◆ Article:
━━━━
Dynamic shape guard is not failed in the following

import torch
def fn(x):
    if x.size() != (5, 1, 2, 3):
        return x.cos()
    return x.sin()

opt_fn = torch.compile(fn, backend="eager", dynamic=True)

x = torch.ones(5, 1, 3, 4)
x2 = torch.ones(5, 1, 2, 3)
torch.testing.assert_close(fn(x), opt_fn(x))
# Installs guard: ~(Eq(L['x'].size()[0], 5) & Eq(L['x'].size()[2], 2) & Eq(L['x'].size()[3], 3))
torch.testing.assert_close(fn(x2), opt_fn(x2))
# ~(Eq(L['x'].size()[0], 5) & Eq(L['x'].size()[2], 2) & Eq(L['x'].size()[3], 3)) should fail, but doesn't!

Flipping the order of x, x2 passes. With recompile:

torch._dynamo.guards.__recompiles: [DEBUG] Recompiling function fn in /home/jonch/Desktop/Programming/mlsys/pytorch/test/dynamo/test_repros.py:3578
[2023-11-16 11:47:42,965] torch._dynamo.guards.__recompiles: [DEBUG]     triggered by the following guard failure(s):
[2023-11-16 11:47:42,965] torch._dynamo.guards.__recompiles: [DEBUG]     - Eq(L['x'].size()[0], 5) & Eq(L['x'].size()[2], 2) & Eq(L['x'].size()[3], 3)
━━━━
◆ Input:
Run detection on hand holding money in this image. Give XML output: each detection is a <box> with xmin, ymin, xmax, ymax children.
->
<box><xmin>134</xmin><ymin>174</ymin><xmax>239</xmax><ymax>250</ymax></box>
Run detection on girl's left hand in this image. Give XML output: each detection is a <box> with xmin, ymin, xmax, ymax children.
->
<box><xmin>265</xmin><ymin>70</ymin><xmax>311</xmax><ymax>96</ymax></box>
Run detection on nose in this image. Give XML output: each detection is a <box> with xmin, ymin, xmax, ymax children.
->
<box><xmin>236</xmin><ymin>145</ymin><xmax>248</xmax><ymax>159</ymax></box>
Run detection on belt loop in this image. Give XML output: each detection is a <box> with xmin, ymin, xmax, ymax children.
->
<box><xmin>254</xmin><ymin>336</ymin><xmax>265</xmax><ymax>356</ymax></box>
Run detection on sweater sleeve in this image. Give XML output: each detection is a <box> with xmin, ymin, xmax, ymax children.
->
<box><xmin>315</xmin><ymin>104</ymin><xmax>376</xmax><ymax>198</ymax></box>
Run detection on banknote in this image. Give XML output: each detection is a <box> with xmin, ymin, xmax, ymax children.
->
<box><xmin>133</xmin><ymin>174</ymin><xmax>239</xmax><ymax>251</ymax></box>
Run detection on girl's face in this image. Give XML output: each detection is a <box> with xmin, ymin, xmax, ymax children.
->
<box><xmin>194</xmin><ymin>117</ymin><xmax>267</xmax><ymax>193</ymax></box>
━━━━
◆ Exercise tasks:
a. Turn all of the rows after the PyTorch guard report into a numbered list, skipping any blank lines.
b. Continue the PyTorch dynamic shape guard report from the point where it ends.

◆ Final results:
a.
1. Run detection on hand holding money in this image. Give XML output: each detection is a <box> with xmin, ymin, xmax, ymax children.
2. ->
3. <box><xmin>134</xmin><ymin>174</ymin><xmax>239</xmax><ymax>250</ymax></box>
4. Run detection on girl's left hand in this image. Give XML output: each detection is a <box> with xmin, ymin, xmax, ymax children.
5. ->
6. <box><xmin>265</xmin><ymin>70</ymin><xmax>311</xmax><ymax>96</ymax></box>
7. Run detection on nose in this image. Give XML output: each detection is a <box> with xmin, ymin, xmax, ymax children.
8. ->
9. <box><xmin>236</xmin><ymin>145</ymin><xmax>248</xmax><ymax>159</ymax></box>
10. Run detection on belt loop in this image. Give XML output: each detection is a <box> with xmin, ymin, xmax, ymax children.
11. ->
12. <box><xmin>254</xmin><ymin>336</ymin><xmax>265</xmax><ymax>356</ymax></box>
13. Run detection on sweater sleeve in this image. Give XML output: each detection is a <box> with xmin, ymin, xmax, ymax children.
14. ->
15. <box><xmin>315</xmin><ymin>104</ymin><xmax>376</xmax><ymax>198</ymax></box>
16. Run detection on banknote in this image. Give XML output: each detection is a <box> with xmin, ymin, xmax, ymax children.
17. ->
18. <box><xmin>133</xmin><ymin>174</ymin><xmax>239</xmax><ymax>251</ymax></box>
19. Run detection on girl's face in this image. Give XML output: each detection is a <box> with xmin, ymin, xmax, ymax children.
20. ->
21. <box><xmin>194</xmin><ymin>117</ymin><xmax>267</xmax><ymax>193</ymax></box>

b.
Versions

main

cc @ezyang @msaroufim @wconstab @bdhirsh @anijain2305 @zou3519

jon-chuang commented 9 months ago

@ezyang not sure why this was closed? I think it is still a bug

The PR linked is where the bug was identified.

ezyang commented 9 months ago

Oh, I thought that PR was fixing this bug. Have you root caused this one then?

jon-chuang commented 9 months ago

Nope not yet

ezyang commented 9 months ago

It's because we messed up codegen for negation

 ~(Eq(L['x'].size()[0], 5) & Eq(L['x'].size()[2], 2) & Eq(L['x'].size()[3], 3))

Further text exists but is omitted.